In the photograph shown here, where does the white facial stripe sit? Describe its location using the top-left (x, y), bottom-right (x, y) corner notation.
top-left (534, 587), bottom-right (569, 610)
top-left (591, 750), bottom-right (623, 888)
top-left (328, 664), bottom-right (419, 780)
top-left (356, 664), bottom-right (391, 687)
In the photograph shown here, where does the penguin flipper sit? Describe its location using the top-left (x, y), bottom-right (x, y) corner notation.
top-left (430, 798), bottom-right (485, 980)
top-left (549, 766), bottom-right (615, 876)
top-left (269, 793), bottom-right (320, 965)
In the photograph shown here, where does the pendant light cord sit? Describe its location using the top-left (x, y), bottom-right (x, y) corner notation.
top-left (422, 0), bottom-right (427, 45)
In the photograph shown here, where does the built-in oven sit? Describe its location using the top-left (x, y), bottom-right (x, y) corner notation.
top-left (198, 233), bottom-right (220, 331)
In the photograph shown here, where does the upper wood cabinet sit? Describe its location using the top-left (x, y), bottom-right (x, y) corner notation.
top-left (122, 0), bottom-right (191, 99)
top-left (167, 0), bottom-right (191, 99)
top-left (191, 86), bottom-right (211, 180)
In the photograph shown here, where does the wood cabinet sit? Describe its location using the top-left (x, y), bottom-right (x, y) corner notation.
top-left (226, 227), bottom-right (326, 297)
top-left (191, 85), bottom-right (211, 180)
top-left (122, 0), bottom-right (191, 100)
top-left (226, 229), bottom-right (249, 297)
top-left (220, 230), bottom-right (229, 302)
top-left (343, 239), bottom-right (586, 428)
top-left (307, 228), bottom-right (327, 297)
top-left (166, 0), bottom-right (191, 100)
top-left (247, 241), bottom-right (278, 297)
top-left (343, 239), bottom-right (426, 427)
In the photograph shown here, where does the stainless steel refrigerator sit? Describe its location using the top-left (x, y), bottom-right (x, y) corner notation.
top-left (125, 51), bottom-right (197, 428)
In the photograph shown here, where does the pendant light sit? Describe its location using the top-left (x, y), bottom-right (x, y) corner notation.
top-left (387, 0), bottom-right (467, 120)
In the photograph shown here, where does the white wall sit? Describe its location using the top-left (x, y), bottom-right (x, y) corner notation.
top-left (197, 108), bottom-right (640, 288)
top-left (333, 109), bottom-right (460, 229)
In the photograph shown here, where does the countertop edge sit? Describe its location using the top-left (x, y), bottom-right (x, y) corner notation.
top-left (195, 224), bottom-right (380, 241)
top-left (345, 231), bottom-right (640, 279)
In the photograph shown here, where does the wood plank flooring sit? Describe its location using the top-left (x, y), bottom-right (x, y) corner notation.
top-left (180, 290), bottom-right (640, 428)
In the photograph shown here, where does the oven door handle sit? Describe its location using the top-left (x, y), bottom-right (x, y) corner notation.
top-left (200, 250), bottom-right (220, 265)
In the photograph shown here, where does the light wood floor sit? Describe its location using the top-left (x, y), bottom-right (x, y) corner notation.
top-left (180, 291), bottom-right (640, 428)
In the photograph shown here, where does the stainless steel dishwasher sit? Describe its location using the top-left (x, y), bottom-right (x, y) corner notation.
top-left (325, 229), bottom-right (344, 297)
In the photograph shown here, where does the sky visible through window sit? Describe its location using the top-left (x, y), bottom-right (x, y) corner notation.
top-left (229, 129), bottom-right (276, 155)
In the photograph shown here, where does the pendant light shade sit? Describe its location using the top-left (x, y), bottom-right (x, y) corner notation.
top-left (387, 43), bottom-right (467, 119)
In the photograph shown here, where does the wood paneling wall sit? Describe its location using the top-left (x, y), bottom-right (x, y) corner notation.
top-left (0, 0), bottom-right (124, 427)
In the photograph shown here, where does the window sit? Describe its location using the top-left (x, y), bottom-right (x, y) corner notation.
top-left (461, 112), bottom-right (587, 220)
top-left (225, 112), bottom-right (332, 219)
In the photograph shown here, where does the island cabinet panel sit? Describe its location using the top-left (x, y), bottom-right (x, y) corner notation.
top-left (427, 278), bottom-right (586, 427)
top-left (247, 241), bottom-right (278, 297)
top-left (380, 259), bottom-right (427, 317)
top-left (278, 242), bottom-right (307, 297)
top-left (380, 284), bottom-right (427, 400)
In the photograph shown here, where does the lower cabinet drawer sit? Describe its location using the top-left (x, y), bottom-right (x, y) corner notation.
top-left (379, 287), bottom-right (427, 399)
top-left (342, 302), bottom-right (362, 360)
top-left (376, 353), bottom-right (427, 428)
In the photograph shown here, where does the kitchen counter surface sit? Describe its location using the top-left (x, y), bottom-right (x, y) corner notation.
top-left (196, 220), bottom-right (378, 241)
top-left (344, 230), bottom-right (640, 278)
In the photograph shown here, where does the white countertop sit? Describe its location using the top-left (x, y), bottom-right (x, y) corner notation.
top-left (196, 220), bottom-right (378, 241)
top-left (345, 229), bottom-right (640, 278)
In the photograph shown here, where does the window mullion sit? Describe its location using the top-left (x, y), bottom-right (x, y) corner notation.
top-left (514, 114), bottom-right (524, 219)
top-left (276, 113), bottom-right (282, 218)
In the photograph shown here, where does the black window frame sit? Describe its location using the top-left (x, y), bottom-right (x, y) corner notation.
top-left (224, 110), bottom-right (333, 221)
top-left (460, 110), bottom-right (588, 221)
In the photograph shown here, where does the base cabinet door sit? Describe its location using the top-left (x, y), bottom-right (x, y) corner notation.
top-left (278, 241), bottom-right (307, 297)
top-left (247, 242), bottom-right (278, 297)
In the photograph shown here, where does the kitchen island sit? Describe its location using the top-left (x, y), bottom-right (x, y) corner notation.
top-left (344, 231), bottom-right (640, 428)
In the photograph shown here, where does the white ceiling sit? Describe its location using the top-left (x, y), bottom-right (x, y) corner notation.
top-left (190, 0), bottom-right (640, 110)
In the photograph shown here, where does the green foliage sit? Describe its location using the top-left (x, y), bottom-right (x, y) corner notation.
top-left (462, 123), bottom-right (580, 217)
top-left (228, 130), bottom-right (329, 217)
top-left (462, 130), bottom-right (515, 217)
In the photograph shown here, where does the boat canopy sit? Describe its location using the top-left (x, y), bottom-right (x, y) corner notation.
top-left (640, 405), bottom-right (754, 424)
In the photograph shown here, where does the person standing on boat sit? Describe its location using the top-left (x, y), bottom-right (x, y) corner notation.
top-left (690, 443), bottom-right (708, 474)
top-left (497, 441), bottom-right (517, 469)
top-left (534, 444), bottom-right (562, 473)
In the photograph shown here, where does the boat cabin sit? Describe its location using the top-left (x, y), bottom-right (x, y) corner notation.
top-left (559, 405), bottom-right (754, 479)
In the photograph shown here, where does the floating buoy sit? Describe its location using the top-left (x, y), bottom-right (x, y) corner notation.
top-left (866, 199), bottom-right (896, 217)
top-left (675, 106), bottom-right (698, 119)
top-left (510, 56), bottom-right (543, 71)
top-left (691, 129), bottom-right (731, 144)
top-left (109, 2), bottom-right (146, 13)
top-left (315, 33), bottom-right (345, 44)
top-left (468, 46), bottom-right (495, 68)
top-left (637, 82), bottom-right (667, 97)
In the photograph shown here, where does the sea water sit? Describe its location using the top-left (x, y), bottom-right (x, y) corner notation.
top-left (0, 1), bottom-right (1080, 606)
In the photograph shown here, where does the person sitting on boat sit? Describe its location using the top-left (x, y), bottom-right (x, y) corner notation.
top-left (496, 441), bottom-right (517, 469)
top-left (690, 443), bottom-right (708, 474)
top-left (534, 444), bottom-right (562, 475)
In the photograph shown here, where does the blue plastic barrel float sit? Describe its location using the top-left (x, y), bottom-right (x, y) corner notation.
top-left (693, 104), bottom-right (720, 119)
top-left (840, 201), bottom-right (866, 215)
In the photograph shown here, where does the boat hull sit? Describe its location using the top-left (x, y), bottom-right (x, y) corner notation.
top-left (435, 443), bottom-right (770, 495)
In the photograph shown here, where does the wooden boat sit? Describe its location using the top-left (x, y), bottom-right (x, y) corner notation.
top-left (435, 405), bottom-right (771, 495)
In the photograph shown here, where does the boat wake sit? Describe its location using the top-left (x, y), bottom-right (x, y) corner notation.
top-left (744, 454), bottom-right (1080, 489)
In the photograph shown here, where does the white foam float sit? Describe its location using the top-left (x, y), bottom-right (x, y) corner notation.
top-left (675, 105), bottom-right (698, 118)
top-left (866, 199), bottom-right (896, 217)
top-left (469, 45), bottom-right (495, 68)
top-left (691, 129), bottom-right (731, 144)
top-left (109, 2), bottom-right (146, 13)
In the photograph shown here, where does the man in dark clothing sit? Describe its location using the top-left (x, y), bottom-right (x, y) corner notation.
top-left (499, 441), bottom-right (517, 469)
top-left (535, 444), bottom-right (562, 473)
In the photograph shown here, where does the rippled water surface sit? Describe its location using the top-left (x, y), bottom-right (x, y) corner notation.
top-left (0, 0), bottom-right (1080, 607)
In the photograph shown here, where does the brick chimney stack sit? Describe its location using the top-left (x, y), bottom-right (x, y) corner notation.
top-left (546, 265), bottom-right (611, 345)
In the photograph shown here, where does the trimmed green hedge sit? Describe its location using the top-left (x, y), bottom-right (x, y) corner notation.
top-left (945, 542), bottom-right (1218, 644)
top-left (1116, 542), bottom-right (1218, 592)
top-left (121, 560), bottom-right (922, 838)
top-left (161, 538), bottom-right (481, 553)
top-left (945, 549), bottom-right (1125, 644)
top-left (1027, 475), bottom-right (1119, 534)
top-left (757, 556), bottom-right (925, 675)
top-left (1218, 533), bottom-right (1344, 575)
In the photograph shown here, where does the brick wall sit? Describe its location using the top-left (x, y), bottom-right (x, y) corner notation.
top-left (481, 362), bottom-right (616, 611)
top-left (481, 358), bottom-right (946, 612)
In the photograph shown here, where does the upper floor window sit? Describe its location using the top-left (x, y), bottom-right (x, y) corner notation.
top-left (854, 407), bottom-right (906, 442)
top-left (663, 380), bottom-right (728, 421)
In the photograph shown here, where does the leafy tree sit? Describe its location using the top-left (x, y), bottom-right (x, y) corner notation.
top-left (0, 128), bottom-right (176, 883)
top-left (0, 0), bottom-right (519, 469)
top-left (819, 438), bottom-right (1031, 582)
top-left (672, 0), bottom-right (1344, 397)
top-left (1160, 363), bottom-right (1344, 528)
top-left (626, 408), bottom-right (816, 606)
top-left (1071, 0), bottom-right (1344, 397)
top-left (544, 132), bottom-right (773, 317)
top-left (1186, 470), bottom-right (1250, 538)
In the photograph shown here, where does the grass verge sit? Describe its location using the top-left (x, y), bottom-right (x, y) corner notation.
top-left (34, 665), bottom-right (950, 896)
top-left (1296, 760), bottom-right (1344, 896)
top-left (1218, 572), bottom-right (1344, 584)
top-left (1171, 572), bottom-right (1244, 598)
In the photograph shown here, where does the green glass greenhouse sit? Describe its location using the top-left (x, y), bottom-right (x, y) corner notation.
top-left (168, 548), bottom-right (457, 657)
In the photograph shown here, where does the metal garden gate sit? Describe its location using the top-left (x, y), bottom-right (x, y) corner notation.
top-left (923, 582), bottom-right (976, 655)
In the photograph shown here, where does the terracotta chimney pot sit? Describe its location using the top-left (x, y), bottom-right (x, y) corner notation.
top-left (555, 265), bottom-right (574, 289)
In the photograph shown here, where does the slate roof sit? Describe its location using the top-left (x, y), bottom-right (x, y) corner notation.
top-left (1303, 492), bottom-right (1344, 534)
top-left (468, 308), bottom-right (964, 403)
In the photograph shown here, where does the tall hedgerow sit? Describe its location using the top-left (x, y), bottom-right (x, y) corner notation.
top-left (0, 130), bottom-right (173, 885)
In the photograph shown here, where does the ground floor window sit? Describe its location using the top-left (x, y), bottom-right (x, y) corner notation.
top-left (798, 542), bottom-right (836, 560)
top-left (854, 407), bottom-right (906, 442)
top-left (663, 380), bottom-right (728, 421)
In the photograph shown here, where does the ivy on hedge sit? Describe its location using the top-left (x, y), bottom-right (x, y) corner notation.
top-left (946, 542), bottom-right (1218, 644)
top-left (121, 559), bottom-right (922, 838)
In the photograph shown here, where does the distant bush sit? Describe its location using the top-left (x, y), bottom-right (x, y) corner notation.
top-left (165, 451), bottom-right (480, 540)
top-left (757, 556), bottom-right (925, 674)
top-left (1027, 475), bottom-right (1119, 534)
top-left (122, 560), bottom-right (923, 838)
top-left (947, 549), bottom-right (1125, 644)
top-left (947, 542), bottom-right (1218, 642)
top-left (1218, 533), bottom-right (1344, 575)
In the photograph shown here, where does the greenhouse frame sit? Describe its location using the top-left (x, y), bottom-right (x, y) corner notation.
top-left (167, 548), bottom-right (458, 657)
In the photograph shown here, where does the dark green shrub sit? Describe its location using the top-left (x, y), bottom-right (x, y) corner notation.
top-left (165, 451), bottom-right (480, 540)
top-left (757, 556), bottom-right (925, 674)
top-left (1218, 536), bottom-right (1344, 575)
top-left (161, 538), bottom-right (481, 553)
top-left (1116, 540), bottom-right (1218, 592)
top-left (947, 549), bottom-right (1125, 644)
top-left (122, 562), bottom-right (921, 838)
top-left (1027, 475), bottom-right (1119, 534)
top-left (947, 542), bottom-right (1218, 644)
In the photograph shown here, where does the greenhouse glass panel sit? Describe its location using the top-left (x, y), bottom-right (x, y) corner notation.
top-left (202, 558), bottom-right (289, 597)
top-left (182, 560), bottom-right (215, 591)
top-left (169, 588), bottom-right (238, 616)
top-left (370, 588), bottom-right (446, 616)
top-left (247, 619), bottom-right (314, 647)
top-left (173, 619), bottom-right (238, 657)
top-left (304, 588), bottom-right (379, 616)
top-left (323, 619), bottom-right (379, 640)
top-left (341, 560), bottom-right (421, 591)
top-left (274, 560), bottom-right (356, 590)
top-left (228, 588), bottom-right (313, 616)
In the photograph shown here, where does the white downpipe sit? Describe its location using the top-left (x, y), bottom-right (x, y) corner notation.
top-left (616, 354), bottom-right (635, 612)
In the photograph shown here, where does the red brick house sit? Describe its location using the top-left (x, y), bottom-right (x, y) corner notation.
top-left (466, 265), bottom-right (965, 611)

******

Copy out the records verbatim from their first line through the line containing "top-left (356, 664), bottom-right (391, 687)", with both of those lines included.

In the photograph shown here, where does the white facial stripe sit? Describe its location using the top-left (x, y), bottom-right (x, y) corner notation.
top-left (534, 587), bottom-right (569, 610)
top-left (591, 750), bottom-right (623, 888)
top-left (328, 664), bottom-right (419, 780)
top-left (356, 664), bottom-right (391, 687)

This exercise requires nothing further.